Gather every line of the rows below that contains the string "model" and copy each one out in full.

- Data shown:
_ _ _ _ _ _ _
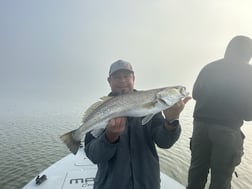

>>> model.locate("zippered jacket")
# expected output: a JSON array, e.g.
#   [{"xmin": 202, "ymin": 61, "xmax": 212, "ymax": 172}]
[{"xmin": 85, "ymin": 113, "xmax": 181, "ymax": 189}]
_ _ _ _ _ _ _
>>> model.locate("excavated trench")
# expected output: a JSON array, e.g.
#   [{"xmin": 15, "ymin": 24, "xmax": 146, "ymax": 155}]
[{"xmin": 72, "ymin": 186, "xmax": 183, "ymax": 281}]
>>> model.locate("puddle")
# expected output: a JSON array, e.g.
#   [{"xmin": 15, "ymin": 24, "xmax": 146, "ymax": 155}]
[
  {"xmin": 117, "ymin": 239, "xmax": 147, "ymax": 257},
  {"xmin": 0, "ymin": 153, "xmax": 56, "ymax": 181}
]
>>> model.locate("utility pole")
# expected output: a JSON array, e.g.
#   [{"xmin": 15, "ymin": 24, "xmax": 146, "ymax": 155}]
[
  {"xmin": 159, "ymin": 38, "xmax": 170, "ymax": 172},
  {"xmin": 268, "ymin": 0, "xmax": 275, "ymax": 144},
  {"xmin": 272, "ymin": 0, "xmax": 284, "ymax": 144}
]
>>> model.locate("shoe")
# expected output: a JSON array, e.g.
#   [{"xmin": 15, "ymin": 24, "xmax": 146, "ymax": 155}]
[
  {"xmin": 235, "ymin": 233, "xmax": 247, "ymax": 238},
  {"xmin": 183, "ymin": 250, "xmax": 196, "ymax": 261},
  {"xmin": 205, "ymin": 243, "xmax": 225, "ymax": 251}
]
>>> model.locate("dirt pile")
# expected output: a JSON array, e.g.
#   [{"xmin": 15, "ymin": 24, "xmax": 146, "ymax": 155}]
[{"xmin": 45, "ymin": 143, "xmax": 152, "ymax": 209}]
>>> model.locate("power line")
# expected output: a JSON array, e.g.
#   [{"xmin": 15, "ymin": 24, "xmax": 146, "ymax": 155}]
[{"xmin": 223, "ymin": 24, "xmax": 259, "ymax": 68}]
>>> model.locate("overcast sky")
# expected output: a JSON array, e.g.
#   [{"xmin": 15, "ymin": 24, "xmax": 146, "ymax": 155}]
_ _ _ _ _ _ _
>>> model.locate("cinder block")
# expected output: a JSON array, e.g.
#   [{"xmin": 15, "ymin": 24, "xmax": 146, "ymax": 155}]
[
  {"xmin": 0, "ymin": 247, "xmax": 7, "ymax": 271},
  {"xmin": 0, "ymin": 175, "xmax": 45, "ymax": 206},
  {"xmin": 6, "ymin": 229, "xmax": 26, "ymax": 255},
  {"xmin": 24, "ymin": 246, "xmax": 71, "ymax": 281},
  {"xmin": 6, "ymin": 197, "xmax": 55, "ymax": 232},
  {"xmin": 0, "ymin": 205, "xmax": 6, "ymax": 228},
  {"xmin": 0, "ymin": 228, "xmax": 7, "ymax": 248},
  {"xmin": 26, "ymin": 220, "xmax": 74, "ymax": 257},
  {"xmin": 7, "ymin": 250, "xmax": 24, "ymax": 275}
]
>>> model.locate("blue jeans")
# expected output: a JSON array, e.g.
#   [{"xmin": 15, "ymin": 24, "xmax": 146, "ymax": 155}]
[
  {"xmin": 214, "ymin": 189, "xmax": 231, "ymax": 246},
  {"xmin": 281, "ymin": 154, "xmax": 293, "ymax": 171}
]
_ _ _ _ _ _ _
- Answer to this exercise:
>>> model.locate("zippered jacket")
>>> model.locate("excavated trench")
>>> model.locate("puddle")
>>> model.locate("utility pole")
>>> model.locate("shoe")
>>> model.locate("dirt pile")
>>> model.locate("power line")
>>> model.locate("overcast sky")
>>> model.locate("cinder block")
>>> model.locate("blue jeans")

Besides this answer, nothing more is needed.